**Sezione del testo:**
══════
Nel frattempo, il nome di Andrea Sempio torna a galla, con più domande che risposte. La giustizia fa i conti con un caso archiviato male. E Chiara resta al centro di un processo mai veramente chiuso…
"Non è sparito il Dna!". Albina Perri, direttrice del settimanale Giallo, alza la voce nel bel mezzo dell’ennesimo mistero giudiziario all’italiana. Quello che riguarda Chiara Poggi, uccisa a soli 26 anni il 13 agosto 2007 nella villetta di via Pascoli a Garlasco. Per l’omicidio è stato condannato in via definitiva il fidanzato del tempo Alberto Stasi, ma da mesi si è riaccesa una miccia. E brucia intorno a un nome che fino a pochi anni fa sembrava ai margini della storia: Andrea Sempio, amico del fratello della vittima. L’impronta numero 33, quella trovata, dicono i pm, a pochi centimetri dal cadavere, sarebbe compatibile con lui. Così come il Dna rinvenuto sotto le unghie della ragazza. Ma il punto non è nemmeno la compatibilità. Il punto è che, nel 2024, a 17 anni dal delitto, quei reperti non ci sono più. O meglio: l’intonaco con la famosa impronta è svanito, e del materiale biologico originario, da cui era stato estratto il profilo genetico, non c’è più traccia negli archivi giudiziari. Qualcuno lo dà per disperso, altri giurano che sia stato consumato tutto durante le prime analisi di laboratorio. Fine. Niente più materiale grezzo da riesaminare. Ma per la Perri il panico è inutile.
══════
**Materiale di studio:**
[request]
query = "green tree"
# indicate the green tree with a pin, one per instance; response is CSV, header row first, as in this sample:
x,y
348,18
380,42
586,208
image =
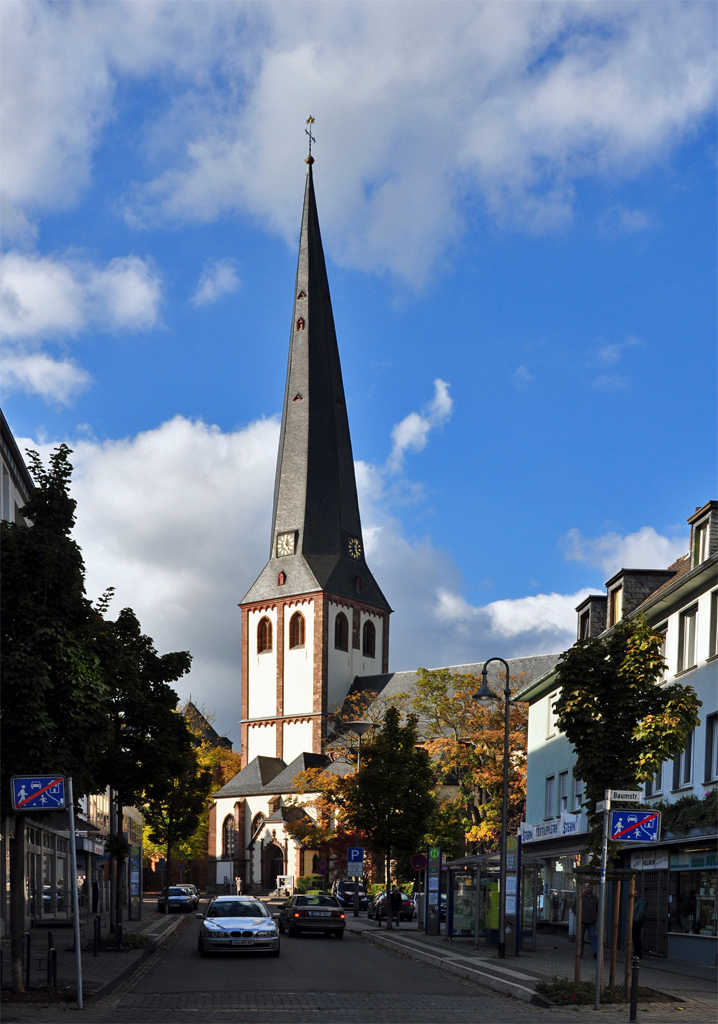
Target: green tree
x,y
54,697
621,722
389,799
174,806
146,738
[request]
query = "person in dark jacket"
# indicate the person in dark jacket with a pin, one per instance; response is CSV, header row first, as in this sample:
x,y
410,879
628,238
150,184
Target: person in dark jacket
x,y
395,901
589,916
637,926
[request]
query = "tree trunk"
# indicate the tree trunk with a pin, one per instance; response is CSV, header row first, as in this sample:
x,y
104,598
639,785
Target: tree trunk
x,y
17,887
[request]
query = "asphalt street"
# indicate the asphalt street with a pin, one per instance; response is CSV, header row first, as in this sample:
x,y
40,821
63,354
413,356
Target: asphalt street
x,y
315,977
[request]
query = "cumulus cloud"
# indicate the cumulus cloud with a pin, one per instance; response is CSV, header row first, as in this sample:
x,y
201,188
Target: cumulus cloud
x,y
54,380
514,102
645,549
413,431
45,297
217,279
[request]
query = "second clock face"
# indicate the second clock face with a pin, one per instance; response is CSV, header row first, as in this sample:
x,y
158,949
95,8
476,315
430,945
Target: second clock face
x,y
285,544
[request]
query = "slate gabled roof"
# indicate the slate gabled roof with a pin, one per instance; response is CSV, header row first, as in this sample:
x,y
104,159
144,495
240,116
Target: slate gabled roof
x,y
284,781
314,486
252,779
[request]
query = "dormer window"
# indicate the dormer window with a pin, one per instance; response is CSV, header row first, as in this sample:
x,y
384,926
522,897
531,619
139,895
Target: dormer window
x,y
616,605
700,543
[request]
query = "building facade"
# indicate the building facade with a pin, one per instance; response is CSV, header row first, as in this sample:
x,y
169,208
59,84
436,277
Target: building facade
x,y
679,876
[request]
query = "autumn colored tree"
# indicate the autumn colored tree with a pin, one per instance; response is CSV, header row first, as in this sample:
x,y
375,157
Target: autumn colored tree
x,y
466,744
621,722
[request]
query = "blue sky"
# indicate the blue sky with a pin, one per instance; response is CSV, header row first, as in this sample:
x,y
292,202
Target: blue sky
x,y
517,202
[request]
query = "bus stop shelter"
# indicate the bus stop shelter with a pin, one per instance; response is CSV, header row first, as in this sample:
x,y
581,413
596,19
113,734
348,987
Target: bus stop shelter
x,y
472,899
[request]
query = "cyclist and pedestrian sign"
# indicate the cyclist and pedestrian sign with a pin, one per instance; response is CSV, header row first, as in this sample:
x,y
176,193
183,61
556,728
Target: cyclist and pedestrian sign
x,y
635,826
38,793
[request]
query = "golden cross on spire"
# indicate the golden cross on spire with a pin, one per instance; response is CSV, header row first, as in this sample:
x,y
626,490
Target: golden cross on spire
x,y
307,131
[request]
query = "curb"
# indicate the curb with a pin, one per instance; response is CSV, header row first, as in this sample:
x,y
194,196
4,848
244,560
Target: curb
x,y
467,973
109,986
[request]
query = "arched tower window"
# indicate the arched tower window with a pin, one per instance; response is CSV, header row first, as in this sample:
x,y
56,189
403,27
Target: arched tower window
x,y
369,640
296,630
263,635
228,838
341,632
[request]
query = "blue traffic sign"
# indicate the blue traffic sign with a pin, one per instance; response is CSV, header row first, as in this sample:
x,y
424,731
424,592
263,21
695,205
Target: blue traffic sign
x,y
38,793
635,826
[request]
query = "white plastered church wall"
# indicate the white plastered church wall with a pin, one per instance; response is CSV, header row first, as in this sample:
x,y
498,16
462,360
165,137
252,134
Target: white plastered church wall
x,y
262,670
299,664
══════
**Consegna:**
Per favore, elenca tutte le persone che il brano sul delitto di Garlasco cita con nome e cognome.

**Risposta alla consegna:**
Andrea Sempio, Albina Perri, Chiara Poggi, Alberto Stasi